GIVEN REQUEST:
Transcribe the full listing below exactly.
····················
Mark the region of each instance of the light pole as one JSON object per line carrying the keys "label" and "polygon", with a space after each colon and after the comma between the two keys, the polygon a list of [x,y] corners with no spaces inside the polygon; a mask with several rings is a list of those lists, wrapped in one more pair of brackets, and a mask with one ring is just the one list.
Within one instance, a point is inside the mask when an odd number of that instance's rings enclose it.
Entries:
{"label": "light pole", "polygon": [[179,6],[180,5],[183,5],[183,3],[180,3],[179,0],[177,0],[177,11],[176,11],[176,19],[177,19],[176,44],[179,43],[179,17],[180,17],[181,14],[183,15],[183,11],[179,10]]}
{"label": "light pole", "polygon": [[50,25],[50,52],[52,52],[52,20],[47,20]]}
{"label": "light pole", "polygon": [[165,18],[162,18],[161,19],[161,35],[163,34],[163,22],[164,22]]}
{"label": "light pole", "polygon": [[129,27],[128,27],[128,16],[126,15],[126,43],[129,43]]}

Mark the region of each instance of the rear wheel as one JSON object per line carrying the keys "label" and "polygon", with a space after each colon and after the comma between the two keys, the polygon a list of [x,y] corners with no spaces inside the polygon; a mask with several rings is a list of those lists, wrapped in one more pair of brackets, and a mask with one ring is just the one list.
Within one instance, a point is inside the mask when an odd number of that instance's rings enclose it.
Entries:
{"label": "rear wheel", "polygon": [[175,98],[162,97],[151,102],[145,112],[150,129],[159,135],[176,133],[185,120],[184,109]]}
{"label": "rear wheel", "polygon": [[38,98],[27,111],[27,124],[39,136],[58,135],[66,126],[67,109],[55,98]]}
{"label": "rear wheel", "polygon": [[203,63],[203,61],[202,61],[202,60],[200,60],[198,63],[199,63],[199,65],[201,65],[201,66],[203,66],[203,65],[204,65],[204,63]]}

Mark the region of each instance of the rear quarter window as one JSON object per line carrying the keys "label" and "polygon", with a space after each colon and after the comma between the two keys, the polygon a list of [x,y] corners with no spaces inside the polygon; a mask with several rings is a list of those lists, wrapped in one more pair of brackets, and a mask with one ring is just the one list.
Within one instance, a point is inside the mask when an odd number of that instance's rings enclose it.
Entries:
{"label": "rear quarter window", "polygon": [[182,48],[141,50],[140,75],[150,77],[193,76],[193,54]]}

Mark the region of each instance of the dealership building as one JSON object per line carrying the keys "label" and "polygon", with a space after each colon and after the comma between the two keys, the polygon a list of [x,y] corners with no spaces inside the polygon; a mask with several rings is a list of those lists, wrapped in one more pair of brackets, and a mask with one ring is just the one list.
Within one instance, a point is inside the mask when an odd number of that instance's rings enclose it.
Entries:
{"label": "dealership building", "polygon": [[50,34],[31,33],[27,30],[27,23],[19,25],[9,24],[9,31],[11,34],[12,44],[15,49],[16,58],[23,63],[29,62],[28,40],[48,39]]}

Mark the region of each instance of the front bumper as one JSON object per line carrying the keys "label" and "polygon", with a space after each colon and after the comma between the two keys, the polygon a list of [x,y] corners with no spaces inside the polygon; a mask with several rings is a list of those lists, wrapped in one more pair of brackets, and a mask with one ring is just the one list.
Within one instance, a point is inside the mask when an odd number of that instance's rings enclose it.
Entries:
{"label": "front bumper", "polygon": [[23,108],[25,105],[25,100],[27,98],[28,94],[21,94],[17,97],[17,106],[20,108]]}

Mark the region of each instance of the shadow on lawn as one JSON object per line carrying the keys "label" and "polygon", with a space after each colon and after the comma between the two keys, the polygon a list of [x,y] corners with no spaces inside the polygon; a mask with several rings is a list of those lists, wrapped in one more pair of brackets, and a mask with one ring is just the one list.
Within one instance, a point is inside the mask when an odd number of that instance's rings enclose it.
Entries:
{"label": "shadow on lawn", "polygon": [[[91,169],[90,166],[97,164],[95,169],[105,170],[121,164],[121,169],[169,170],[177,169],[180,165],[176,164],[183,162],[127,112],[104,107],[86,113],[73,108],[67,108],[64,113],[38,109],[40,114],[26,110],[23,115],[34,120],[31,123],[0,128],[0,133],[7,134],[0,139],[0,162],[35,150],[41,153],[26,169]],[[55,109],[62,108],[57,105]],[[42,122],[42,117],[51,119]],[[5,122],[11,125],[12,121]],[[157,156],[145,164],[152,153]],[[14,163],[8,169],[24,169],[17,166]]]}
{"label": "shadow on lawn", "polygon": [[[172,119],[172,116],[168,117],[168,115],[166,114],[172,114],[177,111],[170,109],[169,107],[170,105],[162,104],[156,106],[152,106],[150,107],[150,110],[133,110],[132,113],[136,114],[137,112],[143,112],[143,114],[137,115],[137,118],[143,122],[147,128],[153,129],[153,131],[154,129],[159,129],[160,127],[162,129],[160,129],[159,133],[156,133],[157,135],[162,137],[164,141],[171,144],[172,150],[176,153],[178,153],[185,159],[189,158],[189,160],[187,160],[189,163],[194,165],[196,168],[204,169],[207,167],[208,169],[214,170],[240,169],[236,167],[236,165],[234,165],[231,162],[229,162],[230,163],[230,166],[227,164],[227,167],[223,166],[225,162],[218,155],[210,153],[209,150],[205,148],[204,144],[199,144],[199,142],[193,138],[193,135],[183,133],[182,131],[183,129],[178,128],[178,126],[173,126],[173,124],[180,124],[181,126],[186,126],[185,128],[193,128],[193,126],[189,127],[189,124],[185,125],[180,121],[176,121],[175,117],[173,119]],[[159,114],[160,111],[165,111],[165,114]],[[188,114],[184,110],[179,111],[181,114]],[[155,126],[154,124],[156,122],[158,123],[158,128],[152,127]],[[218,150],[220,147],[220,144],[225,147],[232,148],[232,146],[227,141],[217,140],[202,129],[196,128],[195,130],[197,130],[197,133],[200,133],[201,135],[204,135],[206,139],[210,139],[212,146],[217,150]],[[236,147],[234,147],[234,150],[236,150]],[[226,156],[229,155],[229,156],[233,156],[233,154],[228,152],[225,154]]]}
····················
FULL OUTPUT:
Mark the region of each instance of the light pole as one JSON object per line carrying the keys "label" and "polygon", with a space after each colon and after the comma between the two keys, the polygon a list of [x,y] corners with no spaces inside the polygon; a mask with several rings is a list of those lists, wrapped in one more pair of brackets, and a mask with one ring is just the one list.
Within one instance, a point is inside the mask when an odd number of that instance's rings enclose it.
Entries:
{"label": "light pole", "polygon": [[179,6],[180,5],[183,5],[183,3],[180,3],[179,0],[177,0],[177,11],[176,11],[176,19],[177,19],[176,44],[179,43],[179,17],[180,17],[181,14],[183,15],[183,11],[179,10]]}
{"label": "light pole", "polygon": [[50,25],[50,52],[52,52],[52,20],[47,20]]}
{"label": "light pole", "polygon": [[165,18],[162,18],[161,19],[161,35],[163,34],[163,22],[164,22]]}
{"label": "light pole", "polygon": [[129,27],[128,27],[128,16],[126,15],[126,43],[129,43]]}

Mark the region of each instance of the rear wheel as one JSON object per line carrying the keys "label" and "polygon", with a space after each colon and after the comma between the two keys, the polygon a list of [x,y] corners with no spaces inside the polygon; a mask with several rings is a list of those lists, wrapped in one more pair of brackets, and a mask with one ring is just the one list.
Within one instance, a point is inside the mask when an odd number of that instance's rings enclose it.
Entries:
{"label": "rear wheel", "polygon": [[175,98],[162,97],[151,102],[145,112],[150,129],[159,135],[176,133],[185,120],[184,109]]}
{"label": "rear wheel", "polygon": [[38,98],[27,111],[27,124],[39,136],[58,135],[66,126],[67,109],[55,98]]}
{"label": "rear wheel", "polygon": [[203,63],[203,61],[202,61],[202,60],[200,60],[198,63],[199,63],[199,65],[201,65],[201,66],[203,66],[203,65],[204,65],[204,63]]}

Mark the region of each instance of the rear quarter window as one JSON object per line carrying the keys "label" and "polygon", with a space after each colon and after the comma between the two keys, the polygon a list of [x,y] corners with no spaces inside the polygon; a mask with several rings is a list of those lists, wrapped in one more pair of brackets, and a mask with one ring is just the one list.
Within one instance, a point is inside the mask when an odd number of that instance's rings enclose it.
Entries:
{"label": "rear quarter window", "polygon": [[182,48],[141,50],[140,75],[150,77],[193,76],[193,54]]}

Mark the region of each instance of the dealership building as one JSON object per line carrying the keys "label" and "polygon", with a space after each colon and after the comma between the two keys, the polygon a list of [x,y] corners with no spaces inside the polygon; a mask with several rings is a list of those lists, wrapped in one more pair of brackets, and a mask with one ring is just the one list.
Within one instance, a point is inside the mask when an odd number of that instance's rings enclose it.
Entries:
{"label": "dealership building", "polygon": [[50,34],[31,33],[27,30],[27,23],[19,25],[9,24],[9,31],[11,34],[12,44],[15,49],[16,58],[23,63],[29,62],[28,40],[48,39]]}

Mark the region of each instance of the front bumper as one JSON object per line carrying the keys "label" and "polygon", with a space after each colon and after the comma between the two keys, the polygon a list of [x,y] corners with no spaces inside the polygon; a mask with several rings is a list of those lists, wrapped in one more pair of brackets, and a mask with one ring is just the one list.
Within one instance, a point is inside the mask when an odd number of that instance's rings enclose it.
Entries:
{"label": "front bumper", "polygon": [[23,108],[25,105],[25,100],[27,98],[28,94],[21,94],[17,97],[17,106],[20,108]]}

Mark the region of each instance of the shadow on lawn as one JSON object per line carrying the keys "label" and "polygon", with a space after each colon and after the comma between the two keys, the polygon a list of [x,y] corners with no spaces inside the polygon; a mask with several rings is a list of those lists, wrapped in one more pair of brackets, and a mask with one ring is just the one list.
Within one instance, a point is inside the mask when an odd number of that instance's rings enclose it.
Entries:
{"label": "shadow on lawn", "polygon": [[[91,169],[90,166],[97,164],[95,169],[105,170],[121,164],[121,169],[169,170],[177,169],[180,165],[176,164],[183,162],[127,112],[104,107],[86,113],[73,108],[67,108],[64,113],[38,109],[40,114],[26,110],[23,115],[34,120],[31,123],[0,128],[0,133],[7,134],[0,139],[0,162],[35,150],[41,153],[26,169]],[[55,109],[62,108],[57,105]],[[42,122],[42,117],[51,119]],[[5,122],[11,125],[12,121]],[[157,156],[145,164],[152,153]],[[14,163],[8,169],[24,169],[17,166]]]}
{"label": "shadow on lawn", "polygon": [[[172,119],[172,116],[168,117],[168,115],[166,114],[172,114],[177,111],[170,109],[169,107],[170,105],[162,104],[156,106],[152,106],[150,107],[150,110],[133,110],[132,113],[136,114],[137,112],[143,112],[143,114],[137,115],[137,118],[143,122],[147,128],[153,129],[153,131],[154,129],[159,129],[160,127],[162,129],[160,129],[159,133],[156,133],[157,135],[162,137],[164,141],[171,144],[172,150],[176,153],[178,153],[185,159],[189,158],[189,160],[187,160],[189,163],[194,165],[196,168],[204,169],[207,167],[208,169],[214,170],[240,169],[236,167],[236,165],[234,165],[231,162],[229,162],[230,163],[230,166],[227,164],[227,167],[223,166],[225,162],[218,155],[210,153],[209,150],[205,148],[204,144],[199,144],[199,142],[193,138],[193,135],[183,133],[182,131],[183,129],[178,128],[178,126],[173,126],[173,124],[180,124],[181,126],[186,126],[185,128],[193,128],[193,126],[189,127],[189,124],[185,125],[180,121],[176,121],[175,117],[173,119]],[[159,114],[160,111],[165,111],[165,114]],[[188,114],[184,110],[179,111],[181,114]],[[155,126],[154,124],[156,122],[158,123],[158,128],[152,127]],[[218,150],[220,147],[220,144],[225,147],[232,148],[232,146],[227,141],[217,140],[202,129],[196,128],[195,130],[197,130],[197,133],[200,133],[201,135],[204,135],[206,139],[210,139],[212,146],[217,150]],[[236,147],[234,147],[234,150],[236,150]],[[226,156],[229,155],[229,156],[233,156],[233,154],[228,152],[225,154]]]}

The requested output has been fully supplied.